**STUDY QUESTIONS**
[1] In the passage on Welsh rainforest conservation, what did the Woodland Trust buy in 2015?
[2] From the passage on Welsh rainforest conservation, copy word for word the part that opens with the words containing "In 2018, £8.5" and closes with "Doethie and the Elan Valley.".
[3] Proceed with the passage on Welsh rainforest conservation, picking up right after its final sentence.

**PASSAGE PROVIDED**
- - - - -

Some birds found in these rainforests may include, grey wagtails, dippers, pied flycatchers, redstarts, treecreepers and wood warblers.

There is a conservation project in Snowdonia (Eryri) to protect and restore the forests, as well as a wider "Celtic Rainforests Wales" (CRW) project covering north-west and west Wales, including Snowdonia (Eryri), Cwm Einion, Cwm Doethie – Mynydd Mallaen and the Elan Valley. CRW aims to rid the areas of invasive species and improve their management, such as wood grazing to prevent overgrazing. Examples of invasive species include Rhododendron and non-native conifer.

To manage grazing, CRW's LIFE programme, used three Highland cattle to graze parts of the Royal Society for the Protection of Birds' estate in Coed-y-Parc, near Dolgellau, and later its site at Coed Garth Gell, to improve the conservation status of the ancient woodlands. The National Trust-managed Dolmelynllyn Estate, in Ganllwyd, also had success in the restoration of their woodland by using Highland cattle.

In 2015, the Woodland Trust bought Ceunant Llennyrch, a 550 acre Celtic rainforest in Snowdonia.

In 2018, £8.5 million from the European Union and the Welsh Government were provided to support the areas of rainforest in Snowdonia, Cwm Einion, Cwm Doethie and the Elan Valley.

In 2019, £4.5 million from the European Commission's LIFE programme and £2 million from the Welsh Government were awarded to tackle invasive species, such as by introducing grazing cattle, sheep and ponies, as well as to encourage community involvement.

In 2021, The Wildlife Trusts Wales campaigned that Wales needs a "National Rainforest Strategy".

By 2023, the National Trust was operating a tree nursery in Snowdonia of 23471 ha to grow trees that can be then distributed to select locations in the area to maintain the health of local woodlands. It aims to grow 30,000 trees annually, especially of rare and endangered species, like Black poplar, or Climate change resilient trees, like Hornbeam, or just more biosecure and disease-resilient trees which are adapted to the localised climate of the rainforests. This is to stop any further deterioration of the rainforests due to invasive species, like Ash dieback. Other lands the National Trust manage are multiple remnants of rainforests such as those of Hafod Garregog, near Porthmadog.

- - - - -

**SUPPLIED MATERIAL**
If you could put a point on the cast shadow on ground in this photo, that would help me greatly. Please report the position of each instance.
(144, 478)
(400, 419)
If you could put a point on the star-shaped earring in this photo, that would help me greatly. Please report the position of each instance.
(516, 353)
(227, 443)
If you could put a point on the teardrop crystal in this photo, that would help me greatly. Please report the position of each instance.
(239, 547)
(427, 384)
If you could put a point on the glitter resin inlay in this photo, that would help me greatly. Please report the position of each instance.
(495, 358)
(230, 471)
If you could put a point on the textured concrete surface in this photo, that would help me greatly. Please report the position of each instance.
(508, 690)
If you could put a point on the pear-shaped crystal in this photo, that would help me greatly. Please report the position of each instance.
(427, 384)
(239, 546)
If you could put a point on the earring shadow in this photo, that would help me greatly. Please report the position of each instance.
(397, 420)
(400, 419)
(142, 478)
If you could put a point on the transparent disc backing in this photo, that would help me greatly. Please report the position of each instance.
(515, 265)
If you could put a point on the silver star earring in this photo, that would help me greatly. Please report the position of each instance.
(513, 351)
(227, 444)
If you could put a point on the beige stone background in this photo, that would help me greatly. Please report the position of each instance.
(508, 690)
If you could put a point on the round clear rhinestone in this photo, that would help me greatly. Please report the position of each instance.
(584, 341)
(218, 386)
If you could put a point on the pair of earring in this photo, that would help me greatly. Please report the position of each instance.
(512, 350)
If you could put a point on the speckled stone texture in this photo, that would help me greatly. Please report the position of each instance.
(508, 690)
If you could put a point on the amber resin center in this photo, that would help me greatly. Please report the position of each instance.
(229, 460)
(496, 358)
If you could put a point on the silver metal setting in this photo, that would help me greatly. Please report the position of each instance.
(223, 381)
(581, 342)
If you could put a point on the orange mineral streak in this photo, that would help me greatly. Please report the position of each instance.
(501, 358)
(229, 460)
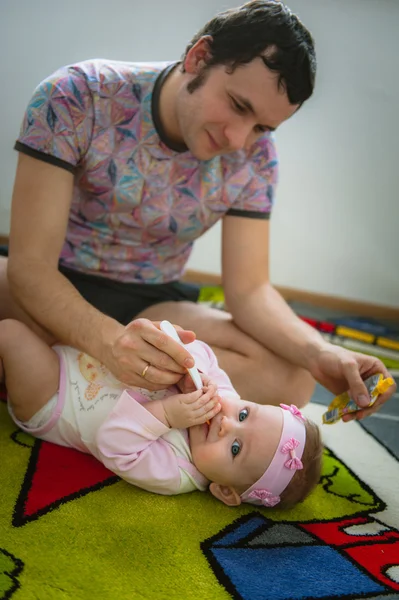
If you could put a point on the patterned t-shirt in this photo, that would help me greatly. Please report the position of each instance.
(138, 203)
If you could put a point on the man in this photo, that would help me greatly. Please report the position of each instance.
(122, 166)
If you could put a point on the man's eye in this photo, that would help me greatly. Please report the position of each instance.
(243, 414)
(235, 448)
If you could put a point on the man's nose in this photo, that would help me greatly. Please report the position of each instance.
(237, 135)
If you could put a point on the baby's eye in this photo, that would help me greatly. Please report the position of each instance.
(235, 448)
(243, 414)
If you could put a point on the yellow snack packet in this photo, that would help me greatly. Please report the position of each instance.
(343, 404)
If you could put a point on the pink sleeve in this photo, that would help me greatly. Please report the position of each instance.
(207, 363)
(129, 444)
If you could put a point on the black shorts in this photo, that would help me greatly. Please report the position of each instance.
(124, 301)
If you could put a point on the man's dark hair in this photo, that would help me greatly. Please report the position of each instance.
(267, 29)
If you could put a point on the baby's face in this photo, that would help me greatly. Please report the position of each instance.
(239, 444)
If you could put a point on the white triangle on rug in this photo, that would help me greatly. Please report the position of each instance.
(366, 457)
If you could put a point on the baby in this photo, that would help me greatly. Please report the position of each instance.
(161, 441)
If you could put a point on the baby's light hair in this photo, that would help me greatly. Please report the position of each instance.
(306, 479)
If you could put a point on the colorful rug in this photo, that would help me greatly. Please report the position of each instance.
(71, 530)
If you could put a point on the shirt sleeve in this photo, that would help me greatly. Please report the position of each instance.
(207, 363)
(58, 122)
(129, 443)
(260, 174)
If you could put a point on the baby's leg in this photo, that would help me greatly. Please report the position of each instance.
(31, 369)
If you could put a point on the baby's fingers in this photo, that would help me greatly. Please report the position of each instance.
(207, 412)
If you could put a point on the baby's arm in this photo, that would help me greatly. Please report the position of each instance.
(129, 443)
(184, 410)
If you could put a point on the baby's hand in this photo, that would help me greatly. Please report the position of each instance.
(195, 408)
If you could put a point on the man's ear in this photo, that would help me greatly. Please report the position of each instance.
(225, 494)
(198, 56)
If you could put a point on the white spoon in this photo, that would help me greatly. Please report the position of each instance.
(168, 328)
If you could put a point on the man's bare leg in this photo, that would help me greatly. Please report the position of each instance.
(31, 368)
(9, 309)
(256, 373)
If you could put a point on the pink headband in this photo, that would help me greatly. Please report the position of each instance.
(286, 460)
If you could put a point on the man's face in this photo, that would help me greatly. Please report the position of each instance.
(229, 112)
(239, 444)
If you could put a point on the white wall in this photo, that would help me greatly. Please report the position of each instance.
(335, 228)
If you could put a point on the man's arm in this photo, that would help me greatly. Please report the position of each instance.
(260, 311)
(40, 210)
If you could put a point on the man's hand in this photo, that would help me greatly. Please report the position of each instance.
(340, 370)
(195, 408)
(141, 355)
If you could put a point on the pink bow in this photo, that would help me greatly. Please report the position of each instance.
(294, 410)
(266, 497)
(289, 448)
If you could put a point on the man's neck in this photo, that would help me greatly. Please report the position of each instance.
(167, 105)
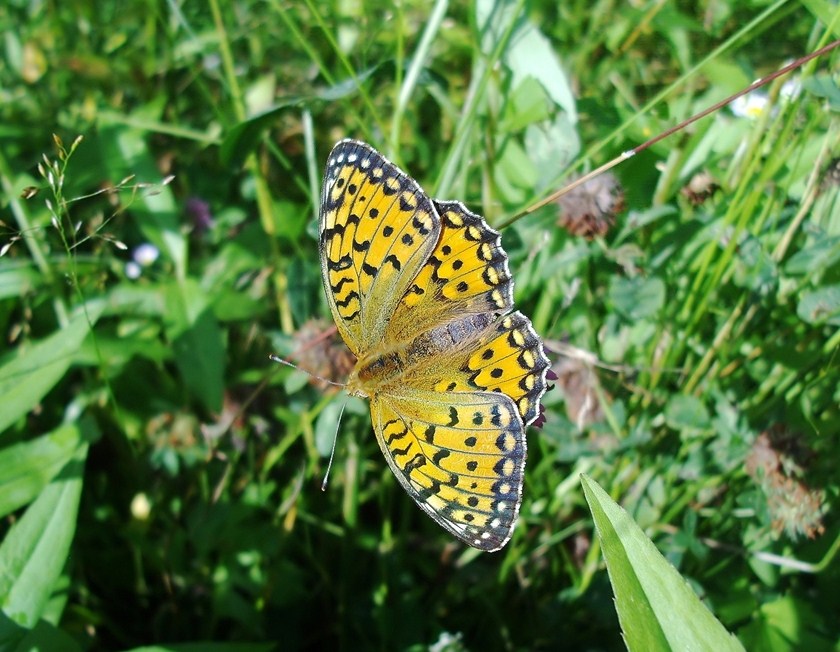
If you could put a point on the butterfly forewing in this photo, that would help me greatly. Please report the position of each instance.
(377, 229)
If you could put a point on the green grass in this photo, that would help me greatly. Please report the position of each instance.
(160, 477)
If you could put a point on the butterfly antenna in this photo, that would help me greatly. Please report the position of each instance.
(335, 440)
(309, 373)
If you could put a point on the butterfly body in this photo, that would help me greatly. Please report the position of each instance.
(421, 293)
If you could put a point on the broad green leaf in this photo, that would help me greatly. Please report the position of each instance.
(656, 607)
(820, 306)
(26, 468)
(18, 279)
(208, 647)
(686, 412)
(31, 371)
(35, 550)
(637, 298)
(46, 636)
(196, 341)
(529, 53)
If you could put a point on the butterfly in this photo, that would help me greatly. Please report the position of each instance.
(421, 293)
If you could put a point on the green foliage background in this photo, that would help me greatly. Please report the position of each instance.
(159, 477)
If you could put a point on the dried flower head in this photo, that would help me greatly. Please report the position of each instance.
(831, 176)
(777, 463)
(577, 380)
(590, 209)
(701, 186)
(319, 350)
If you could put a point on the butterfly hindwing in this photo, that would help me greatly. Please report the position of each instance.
(461, 457)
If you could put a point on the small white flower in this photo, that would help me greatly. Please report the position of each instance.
(140, 507)
(791, 89)
(752, 105)
(145, 254)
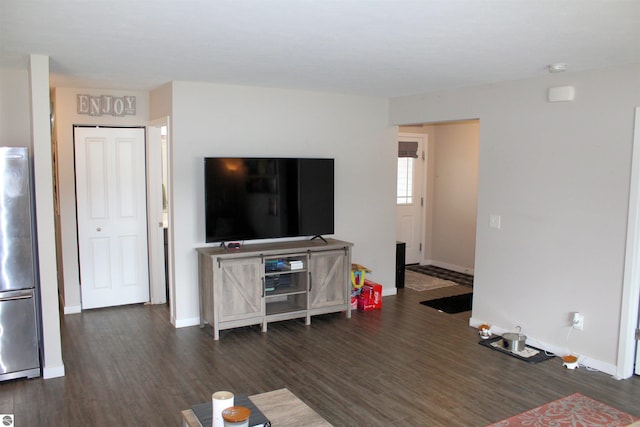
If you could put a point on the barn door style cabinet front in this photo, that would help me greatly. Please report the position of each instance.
(263, 283)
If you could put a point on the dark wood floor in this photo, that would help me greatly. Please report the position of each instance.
(406, 364)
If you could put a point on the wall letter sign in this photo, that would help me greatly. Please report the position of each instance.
(107, 105)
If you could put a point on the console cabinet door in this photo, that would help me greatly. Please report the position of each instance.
(328, 273)
(239, 294)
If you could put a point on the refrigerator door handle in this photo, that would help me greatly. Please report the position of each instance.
(15, 295)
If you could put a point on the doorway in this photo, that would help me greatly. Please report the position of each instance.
(410, 195)
(450, 193)
(112, 215)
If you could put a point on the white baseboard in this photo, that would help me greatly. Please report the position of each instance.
(52, 372)
(583, 360)
(389, 291)
(183, 323)
(75, 309)
(452, 267)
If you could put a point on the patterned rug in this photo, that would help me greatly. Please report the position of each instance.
(442, 273)
(422, 282)
(575, 410)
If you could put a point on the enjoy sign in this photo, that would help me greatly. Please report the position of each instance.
(106, 105)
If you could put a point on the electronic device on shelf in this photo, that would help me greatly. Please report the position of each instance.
(266, 198)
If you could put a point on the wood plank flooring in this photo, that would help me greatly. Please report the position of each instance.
(406, 364)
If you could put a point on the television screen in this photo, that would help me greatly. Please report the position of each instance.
(262, 198)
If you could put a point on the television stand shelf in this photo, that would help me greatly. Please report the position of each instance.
(269, 282)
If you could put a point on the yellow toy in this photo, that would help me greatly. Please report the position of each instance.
(357, 275)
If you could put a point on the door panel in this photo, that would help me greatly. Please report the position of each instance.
(410, 216)
(112, 224)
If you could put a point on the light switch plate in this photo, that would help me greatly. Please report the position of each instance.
(494, 221)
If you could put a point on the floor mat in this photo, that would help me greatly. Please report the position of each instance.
(423, 282)
(529, 354)
(442, 273)
(451, 305)
(573, 410)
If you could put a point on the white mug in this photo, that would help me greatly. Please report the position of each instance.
(220, 400)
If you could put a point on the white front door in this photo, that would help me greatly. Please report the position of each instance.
(410, 204)
(111, 210)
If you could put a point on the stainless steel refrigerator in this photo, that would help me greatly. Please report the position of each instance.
(19, 325)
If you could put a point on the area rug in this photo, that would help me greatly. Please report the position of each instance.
(451, 305)
(574, 410)
(442, 273)
(422, 282)
(530, 354)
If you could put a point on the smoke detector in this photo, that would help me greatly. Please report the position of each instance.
(557, 68)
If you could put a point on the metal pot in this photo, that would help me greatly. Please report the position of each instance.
(514, 341)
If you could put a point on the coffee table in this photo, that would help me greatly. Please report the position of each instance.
(281, 407)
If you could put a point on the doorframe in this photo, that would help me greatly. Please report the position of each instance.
(423, 157)
(157, 276)
(628, 347)
(146, 178)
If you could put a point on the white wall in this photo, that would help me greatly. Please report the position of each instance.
(15, 125)
(219, 120)
(66, 115)
(558, 174)
(24, 121)
(454, 199)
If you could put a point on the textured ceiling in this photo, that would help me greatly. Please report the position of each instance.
(373, 47)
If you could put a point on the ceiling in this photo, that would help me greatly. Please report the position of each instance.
(382, 48)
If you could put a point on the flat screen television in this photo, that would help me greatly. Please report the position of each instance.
(265, 198)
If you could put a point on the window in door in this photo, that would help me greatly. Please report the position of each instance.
(407, 153)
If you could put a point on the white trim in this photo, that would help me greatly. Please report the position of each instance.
(74, 309)
(183, 323)
(155, 232)
(588, 362)
(53, 372)
(631, 282)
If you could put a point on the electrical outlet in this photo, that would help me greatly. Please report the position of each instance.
(578, 321)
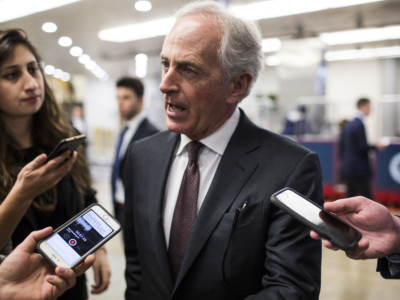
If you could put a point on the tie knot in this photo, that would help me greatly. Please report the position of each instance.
(193, 150)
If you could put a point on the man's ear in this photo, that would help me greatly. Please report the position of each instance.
(240, 84)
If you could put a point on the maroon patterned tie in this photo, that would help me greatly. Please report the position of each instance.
(185, 210)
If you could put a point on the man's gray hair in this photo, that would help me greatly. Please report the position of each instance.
(240, 48)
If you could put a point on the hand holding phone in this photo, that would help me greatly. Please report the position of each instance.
(71, 144)
(80, 236)
(317, 218)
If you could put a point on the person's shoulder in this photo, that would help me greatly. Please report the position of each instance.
(156, 140)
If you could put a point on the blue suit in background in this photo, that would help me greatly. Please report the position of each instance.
(356, 169)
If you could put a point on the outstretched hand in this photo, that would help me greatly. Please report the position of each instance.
(380, 230)
(28, 275)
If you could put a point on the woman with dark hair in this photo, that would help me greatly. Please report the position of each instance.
(31, 123)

- - - - -

**ANSWERS BY ITEM NUMBER**
[1] Ceunant Llennyrch, a 550 acre Celtic rainforest in Snowdonia.

[2]
In 2018, £8.5 million from the European Union and the Welsh Government were provided to support the areas of rainforest in Snowdonia, Cwm Einion, Cwm Doethie and the Elan Valley.

[3]
In 2023, the Wildlife Trusts announced a project to restore and expand the rainforests across the British Isles, following a donation of £38 million from Aviva. The project will focus on Bryn Ifan in Gwynedd (under the North Wales Wildlife Trust), as well as Creg y Cowin on the Isle of Man.

In July 2023, £247,194 was awarded to Dŵr Cymru Welsh Water, to protect the Celtic rainforest in the Elan Valley.

==List of known rainforests==
The Celtic rainforests in Wales are mainly situated in North Wales and Mid Wales, particularly river valleys of Ceredigion, Gwynedd (specifically Snowdonia) and Powys.

Some examples include:

- Coed Llechwedd Einion (Powys)
- Coed Cwm Einion (Ceredigion) – within Dyfi Biosphere, sometimes "Artists Valley".
- Coed Felenrhyd and Llennyrch (Snowdonia/Eryri) – Sometimes the "Meirionnydd Oakwoods"
- Coed Cymerau Isaf (Snowdonia/Eryri)
- Coed Ganllwyd (Snowdonia/Eryri)
- Coed Cadair (Snowdonia/Eryri)
- Coed Cors y Gedol (Snowdonia/Eryri)
- Coed Crafnant nature reserve
- "Cambrian Wildwood"
- Cwm Doethie – Mynydd Mallaen

The Woodland Trust acquired Coed Felenrhyd in 1991, and embarked on a programme to clear the area of the invasive rhododendron and to thin its conifers, which were planted after World War II and have stifled its ancient trees. The reserve was extended to Llennyrch Farm in 2015, after the trust purchased it. The Woodland Trust is the largest owner of Britain's existing rainforests, managing 3% of Wales' rainforests.

=== Historic extent ===
In 2022, the "Lost Rainforests of Britain" campaign launched an online map, using an index of hygrothermy showing the estimated historic/potential location of these rainforests in Great Britain. It estimated that up to 20% of Great Britain could have been suitable for these rainforests, with almost half of Wales fitting the criteria. Snowdonia and the Elenydd were identified as major areas containing zones of hypothesised temperate rainforests.